● Excerpted records
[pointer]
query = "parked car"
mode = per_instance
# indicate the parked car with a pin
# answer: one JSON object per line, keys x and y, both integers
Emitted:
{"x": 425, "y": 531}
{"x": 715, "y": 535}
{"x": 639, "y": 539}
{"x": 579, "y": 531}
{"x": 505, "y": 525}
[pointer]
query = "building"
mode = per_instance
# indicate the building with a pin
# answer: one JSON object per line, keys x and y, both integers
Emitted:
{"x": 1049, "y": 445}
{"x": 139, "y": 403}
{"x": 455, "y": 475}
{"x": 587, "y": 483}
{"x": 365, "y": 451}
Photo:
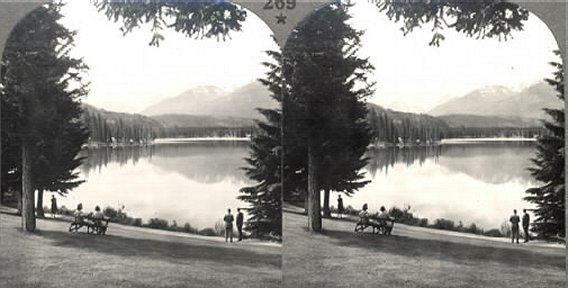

● Problem to solve
Give back the records word for word, without their pictures.

● Finished task
[pointer]
query = "parked car"
mode = per_instance
# indicate the parked car with a pin
# answer: one JSON object per line, keys x and y, both integers
Emitted:
{"x": 425, "y": 531}
{"x": 715, "y": 535}
{"x": 639, "y": 539}
{"x": 579, "y": 531}
{"x": 505, "y": 525}
[pointer]
query = "building"
mode = per_instance
# indicate the building with a pin
# answer: one JSON object per line, keys x and y, both integers
Emitted:
{"x": 1049, "y": 445}
{"x": 139, "y": 403}
{"x": 455, "y": 475}
{"x": 587, "y": 483}
{"x": 365, "y": 451}
Photo:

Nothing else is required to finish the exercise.